Page text —
┄┄┄┄┄┄┄┄┄┄┄┄┄┄┄┄┄┄┄┄
Magnetic Depression Treatment ‘gave me my life back’

TMS experience narrated by patient who has lived with depression for decades!! Check out the video

DENVER – For too many years to count, Terri Diem has lived with depression. Despite decades of treatment and countless courses of antidepressants, nothing ever seemed to cure Diem’s depression.

“It just never worked very well,” Diem said. “And as I am sure you can imagine, that perpetuated the depression.”

Two years ago, Diem began treatment with Dr. Daniela Stamatoiu, who determined Diem had treatment resistant depression. After even more treatment failed to garner positive results, Stamatoiu suggested a new type of therapy approved in October 2008 called transcranial magnetic stimulation, or TMS.

The NeuroStar TMS therapy system sends a series of magnetic pulses at the left, pre-frontal cortex of the brain. Psychiatrists believe this is an area where neurons need to be in balance for depression to subside. The treatment depolarizes neurons, which then discharge an action potential. In other words, brain cells needed to stave off depressive symptoms begin functioning again as they should in a patient without depression.
┄┄┄┄┄┄┄┄┄┄┄┄┄┄┄┄┄┄┄┄
Information supplied —
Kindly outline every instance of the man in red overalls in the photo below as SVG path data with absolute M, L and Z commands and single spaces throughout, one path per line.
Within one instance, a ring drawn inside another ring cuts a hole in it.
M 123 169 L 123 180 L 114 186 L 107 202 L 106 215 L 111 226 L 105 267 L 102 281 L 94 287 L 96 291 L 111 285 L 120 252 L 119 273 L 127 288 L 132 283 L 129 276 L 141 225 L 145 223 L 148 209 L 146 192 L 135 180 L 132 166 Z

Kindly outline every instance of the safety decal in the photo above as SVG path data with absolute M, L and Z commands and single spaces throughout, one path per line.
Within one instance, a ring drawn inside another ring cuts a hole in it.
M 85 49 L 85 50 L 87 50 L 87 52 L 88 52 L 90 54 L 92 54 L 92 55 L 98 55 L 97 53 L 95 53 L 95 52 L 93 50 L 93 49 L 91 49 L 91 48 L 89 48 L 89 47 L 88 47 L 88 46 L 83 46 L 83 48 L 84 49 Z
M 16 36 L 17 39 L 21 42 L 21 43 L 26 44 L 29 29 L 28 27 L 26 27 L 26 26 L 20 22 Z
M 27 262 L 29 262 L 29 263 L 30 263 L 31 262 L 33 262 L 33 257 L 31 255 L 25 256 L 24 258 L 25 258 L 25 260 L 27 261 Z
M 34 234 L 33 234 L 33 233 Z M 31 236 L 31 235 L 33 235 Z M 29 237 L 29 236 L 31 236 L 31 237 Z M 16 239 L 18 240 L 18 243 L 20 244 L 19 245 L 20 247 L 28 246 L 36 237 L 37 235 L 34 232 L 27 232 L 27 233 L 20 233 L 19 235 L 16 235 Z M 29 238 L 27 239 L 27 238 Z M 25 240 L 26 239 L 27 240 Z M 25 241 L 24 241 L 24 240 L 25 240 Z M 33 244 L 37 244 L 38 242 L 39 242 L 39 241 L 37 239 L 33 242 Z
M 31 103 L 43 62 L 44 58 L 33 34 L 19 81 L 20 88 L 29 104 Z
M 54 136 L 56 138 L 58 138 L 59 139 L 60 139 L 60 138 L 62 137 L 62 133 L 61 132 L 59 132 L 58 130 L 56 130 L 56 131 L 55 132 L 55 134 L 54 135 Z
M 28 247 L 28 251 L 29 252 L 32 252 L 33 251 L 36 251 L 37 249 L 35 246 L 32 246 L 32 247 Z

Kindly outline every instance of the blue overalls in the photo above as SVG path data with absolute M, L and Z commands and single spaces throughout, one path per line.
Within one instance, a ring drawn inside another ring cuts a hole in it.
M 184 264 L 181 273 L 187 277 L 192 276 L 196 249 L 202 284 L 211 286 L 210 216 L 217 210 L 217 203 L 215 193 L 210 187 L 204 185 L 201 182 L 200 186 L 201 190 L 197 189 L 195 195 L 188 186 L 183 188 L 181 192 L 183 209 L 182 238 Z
┄┄┄┄┄┄┄┄┄┄┄┄┄┄┄┄┄┄┄┄
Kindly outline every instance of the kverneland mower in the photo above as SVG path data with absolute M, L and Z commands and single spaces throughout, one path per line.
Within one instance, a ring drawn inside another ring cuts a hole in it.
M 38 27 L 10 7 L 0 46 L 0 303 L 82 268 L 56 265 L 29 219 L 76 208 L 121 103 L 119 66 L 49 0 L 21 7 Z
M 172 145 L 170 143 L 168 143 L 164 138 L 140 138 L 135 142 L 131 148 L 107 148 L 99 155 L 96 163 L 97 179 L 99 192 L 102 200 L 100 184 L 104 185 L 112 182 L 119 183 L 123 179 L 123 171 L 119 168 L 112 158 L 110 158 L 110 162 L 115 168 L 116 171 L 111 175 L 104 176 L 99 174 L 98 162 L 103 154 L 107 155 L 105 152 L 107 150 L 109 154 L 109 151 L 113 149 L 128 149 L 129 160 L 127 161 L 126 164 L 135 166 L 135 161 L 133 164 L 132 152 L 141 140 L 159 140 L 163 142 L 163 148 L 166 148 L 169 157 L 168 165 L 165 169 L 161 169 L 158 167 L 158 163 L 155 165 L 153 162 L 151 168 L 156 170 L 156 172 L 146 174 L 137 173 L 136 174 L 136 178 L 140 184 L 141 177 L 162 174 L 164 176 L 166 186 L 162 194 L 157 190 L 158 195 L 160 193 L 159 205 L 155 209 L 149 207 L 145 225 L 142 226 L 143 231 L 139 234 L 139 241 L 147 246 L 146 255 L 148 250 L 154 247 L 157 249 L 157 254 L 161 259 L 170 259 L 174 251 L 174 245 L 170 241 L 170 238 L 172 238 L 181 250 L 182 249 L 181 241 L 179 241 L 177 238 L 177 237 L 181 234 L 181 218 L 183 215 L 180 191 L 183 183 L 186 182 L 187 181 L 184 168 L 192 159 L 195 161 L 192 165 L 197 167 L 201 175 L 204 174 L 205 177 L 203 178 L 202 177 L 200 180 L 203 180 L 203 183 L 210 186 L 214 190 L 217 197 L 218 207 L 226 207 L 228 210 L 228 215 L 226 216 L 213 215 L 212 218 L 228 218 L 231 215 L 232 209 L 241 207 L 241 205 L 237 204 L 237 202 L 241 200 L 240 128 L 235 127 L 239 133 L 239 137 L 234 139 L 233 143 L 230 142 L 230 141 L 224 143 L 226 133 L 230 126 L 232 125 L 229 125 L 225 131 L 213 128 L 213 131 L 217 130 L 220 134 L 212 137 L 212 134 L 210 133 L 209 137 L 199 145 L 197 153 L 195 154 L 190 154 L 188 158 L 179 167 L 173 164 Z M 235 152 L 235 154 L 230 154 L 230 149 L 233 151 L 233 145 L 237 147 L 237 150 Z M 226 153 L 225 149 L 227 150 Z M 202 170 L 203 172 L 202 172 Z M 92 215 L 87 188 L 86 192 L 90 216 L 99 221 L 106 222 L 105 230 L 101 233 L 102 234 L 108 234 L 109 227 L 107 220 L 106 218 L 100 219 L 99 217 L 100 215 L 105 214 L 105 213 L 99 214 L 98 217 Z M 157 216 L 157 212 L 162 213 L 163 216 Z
┄┄┄┄┄┄┄┄┄┄┄┄┄┄┄┄┄┄┄┄
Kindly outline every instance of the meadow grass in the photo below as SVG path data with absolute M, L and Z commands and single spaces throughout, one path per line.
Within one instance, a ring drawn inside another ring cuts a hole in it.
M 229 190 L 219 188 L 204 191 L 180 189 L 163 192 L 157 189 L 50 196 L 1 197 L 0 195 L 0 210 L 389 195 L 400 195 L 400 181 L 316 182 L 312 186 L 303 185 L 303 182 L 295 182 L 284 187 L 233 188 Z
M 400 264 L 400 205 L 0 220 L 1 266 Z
┄┄┄┄┄┄┄┄┄┄┄┄┄┄┄┄┄┄┄┄
Your tasks —
A. Rewrite the paragraph of the TMS article that begins "The NeuroStar TMS therapy system" as a short list that keeps its main facts.
B. Print the stretch of the TMS article from "Two years ago, Diem" through "patient without depression." word for word.

Answers by task —
A.
- The NeuroStar TMS therapy system sends a series of magnetic pulses at the left pre-frontal cortex of the brain.
- Psychiatrists believe neurons in this area need to be in balance for depression to subside.
- The treatment depolarizes neurons, which then discharge an action potential.
- As a result, brain cells needed to stave off depressive symptoms begin functioning again as they would in a patient without depression.

B.
Two years ago, Diem began treatment with Dr. Daniela Stamatoiu, who determined Diem had treatment resistant depression. After even more treatment failed to garner positive results, Stamatoiu suggested a new type of therapy approved in October 2008 called transcranial magnetic stimulation, or TMS.

The NeuroStar TMS therapy system sends a series of magnetic pulses at the left, pre-frontal cortex of the brain. Psychiatrists believe this is an area where neurons need to be in balance for depression to subside. The treatment depolarizes neurons, which then discharge an action potential. In other words, brain cells needed to stave off depressive symptoms begin functioning again as they should in a patient without depression.